- Task brief
In the post on Portsmouth's air pollution, why does the writer want the council's draft air quality plans published? Answer in one to three sentences.

- Passage provided
Portsmouth city council has called on government to help with tackling air pollution crisis. They have asked for funds to bus travel:
We are asking for the cost of bus passes to be covered because we know that many people say they don’t use public transport due to the cost.Cllr Vernon-JacksoN
Depending on how much funding is allocated, this is either the start of cheaper bus travel [UPDATE: this would be for everyone!] or a precursor to the council saying “DEFRA forced us to implement a clean air zone”.
The council are ignoring my calls for the draft air quality plans to be published. This is important for public accountability, particularly since the plans will have a large impact on people living and working in the city.
While subsiding public transport is not the most effective way to improve air quality (according to the PHE report), it is very good at addressing social inequalities caused by further restrictions on private car use. Bus subsidies are not enough on their own, so I expect further restrictions on private car use.
One point of concern is that the council mention £8 fee for entering a future clean air zone – perhaps that should be dependent on the type of fuel the car uses, and the age of the vehicle? Older diesels are quite bad for air quality.
In other news,
Air pollution kills 1.6 million more people a year globally than smoking, research suggests. In the UK, 64,000 deaths in 2015 have been linked to air pollution, including 17,000 fatal cases of heart and artery diseaseWHO (Sky News, 12 March 2019)
This is doubling of the World Health Organization’s previous estimates. This underscores the need for firmer action is needed to tackle air pollution.
I’m going to the protest to support the climate emergency motion going through the council today. I hope it gets through without being watered down!

- Supplied information
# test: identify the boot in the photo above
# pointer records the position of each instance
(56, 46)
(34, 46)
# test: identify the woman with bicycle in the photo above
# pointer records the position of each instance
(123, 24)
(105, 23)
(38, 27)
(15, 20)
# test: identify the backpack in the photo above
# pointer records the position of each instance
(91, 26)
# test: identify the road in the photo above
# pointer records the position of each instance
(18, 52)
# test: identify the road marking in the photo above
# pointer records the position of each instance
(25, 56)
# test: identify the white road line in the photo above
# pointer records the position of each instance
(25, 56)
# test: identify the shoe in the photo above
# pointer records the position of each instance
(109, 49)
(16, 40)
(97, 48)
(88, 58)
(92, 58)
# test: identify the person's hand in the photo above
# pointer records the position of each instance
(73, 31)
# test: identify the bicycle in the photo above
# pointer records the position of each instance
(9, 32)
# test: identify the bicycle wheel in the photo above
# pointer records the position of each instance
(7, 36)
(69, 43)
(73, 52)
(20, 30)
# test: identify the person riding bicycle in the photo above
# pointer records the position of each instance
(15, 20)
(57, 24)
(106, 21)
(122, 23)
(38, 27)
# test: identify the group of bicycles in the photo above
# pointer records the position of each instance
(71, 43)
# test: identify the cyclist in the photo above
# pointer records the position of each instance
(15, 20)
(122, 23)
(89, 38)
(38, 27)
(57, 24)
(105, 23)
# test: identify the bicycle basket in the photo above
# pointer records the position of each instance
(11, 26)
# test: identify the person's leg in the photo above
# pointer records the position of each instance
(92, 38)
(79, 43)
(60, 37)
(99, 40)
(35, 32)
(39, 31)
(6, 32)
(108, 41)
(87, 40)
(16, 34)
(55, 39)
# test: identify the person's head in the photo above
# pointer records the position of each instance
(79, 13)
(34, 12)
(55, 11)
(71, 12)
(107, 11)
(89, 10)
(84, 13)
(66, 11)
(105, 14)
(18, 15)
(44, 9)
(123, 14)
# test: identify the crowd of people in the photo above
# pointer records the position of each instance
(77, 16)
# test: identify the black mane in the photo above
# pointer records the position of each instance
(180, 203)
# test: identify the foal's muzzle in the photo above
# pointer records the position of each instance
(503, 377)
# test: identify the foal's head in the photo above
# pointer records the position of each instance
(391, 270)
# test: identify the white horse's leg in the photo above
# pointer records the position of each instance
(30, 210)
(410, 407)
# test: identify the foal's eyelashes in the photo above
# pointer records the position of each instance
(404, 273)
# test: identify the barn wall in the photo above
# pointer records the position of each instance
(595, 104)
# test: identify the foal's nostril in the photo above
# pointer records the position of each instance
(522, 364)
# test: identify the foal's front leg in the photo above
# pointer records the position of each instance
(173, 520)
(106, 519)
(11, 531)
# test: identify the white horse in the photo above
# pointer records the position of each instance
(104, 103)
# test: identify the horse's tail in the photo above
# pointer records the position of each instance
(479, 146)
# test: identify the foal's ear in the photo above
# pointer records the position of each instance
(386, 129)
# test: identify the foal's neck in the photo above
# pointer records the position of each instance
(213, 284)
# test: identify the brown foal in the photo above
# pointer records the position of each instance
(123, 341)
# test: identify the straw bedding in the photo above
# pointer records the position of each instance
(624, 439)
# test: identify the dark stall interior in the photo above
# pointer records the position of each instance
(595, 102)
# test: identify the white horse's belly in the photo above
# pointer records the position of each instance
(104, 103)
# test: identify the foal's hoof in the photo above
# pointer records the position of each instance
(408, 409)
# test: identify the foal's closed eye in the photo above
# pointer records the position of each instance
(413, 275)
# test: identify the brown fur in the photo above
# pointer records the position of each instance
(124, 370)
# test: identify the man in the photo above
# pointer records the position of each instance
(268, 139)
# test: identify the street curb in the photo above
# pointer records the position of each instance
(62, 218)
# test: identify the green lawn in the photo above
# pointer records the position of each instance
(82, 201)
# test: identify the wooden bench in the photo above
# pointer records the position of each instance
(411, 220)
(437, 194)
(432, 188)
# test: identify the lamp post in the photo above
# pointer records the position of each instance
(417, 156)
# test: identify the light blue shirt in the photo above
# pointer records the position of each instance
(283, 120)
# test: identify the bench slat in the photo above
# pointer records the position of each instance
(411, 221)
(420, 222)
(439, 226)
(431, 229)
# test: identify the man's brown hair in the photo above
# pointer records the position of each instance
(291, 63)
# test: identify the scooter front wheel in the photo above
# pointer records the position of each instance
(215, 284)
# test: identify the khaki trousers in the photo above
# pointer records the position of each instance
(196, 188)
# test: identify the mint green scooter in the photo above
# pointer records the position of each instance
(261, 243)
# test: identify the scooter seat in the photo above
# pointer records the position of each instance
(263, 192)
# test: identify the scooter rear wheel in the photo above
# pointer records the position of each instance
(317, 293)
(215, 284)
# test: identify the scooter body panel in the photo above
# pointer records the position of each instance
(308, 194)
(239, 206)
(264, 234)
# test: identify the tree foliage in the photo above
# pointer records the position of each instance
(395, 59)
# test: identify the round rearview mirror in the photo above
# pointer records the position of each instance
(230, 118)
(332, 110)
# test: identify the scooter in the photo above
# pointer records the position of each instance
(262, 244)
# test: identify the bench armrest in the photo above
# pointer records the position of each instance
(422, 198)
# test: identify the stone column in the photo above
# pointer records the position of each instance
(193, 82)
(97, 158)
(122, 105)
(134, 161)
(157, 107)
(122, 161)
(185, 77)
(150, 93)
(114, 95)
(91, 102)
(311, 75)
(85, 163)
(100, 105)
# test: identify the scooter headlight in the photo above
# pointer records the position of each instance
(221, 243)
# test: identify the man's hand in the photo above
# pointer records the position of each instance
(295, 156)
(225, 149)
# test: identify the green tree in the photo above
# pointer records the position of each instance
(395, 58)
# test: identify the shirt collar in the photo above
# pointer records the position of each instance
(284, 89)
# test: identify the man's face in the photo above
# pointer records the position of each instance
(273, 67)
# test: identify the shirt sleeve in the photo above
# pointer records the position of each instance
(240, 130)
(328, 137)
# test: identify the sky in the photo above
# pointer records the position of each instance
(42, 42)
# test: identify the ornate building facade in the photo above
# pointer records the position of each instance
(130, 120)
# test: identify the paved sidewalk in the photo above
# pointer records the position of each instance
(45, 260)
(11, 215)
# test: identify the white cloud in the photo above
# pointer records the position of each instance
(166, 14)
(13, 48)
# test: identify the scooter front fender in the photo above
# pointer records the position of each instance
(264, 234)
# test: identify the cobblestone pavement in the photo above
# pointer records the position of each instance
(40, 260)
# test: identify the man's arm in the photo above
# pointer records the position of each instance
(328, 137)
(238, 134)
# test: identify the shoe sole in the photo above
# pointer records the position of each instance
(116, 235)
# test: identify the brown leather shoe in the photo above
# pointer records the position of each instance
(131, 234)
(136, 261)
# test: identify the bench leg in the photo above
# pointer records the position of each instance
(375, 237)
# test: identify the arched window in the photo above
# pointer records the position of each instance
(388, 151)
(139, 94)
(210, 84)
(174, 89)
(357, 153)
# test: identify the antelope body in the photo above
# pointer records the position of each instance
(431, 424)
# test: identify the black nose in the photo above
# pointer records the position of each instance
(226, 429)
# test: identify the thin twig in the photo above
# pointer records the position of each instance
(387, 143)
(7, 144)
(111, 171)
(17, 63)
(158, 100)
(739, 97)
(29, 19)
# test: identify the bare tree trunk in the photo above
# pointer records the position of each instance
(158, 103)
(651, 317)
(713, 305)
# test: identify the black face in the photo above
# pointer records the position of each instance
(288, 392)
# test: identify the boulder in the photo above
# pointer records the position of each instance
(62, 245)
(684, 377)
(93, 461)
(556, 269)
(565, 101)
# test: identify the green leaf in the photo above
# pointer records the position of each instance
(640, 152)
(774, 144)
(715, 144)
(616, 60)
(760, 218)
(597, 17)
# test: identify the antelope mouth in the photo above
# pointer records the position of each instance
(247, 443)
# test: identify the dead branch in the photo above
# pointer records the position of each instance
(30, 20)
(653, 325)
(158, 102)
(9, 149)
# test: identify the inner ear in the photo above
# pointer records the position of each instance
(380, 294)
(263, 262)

- Exercise response
The writer says publishing them matters for public accountability. This is especially so because the plans will have a large impact on people who live and work in the city.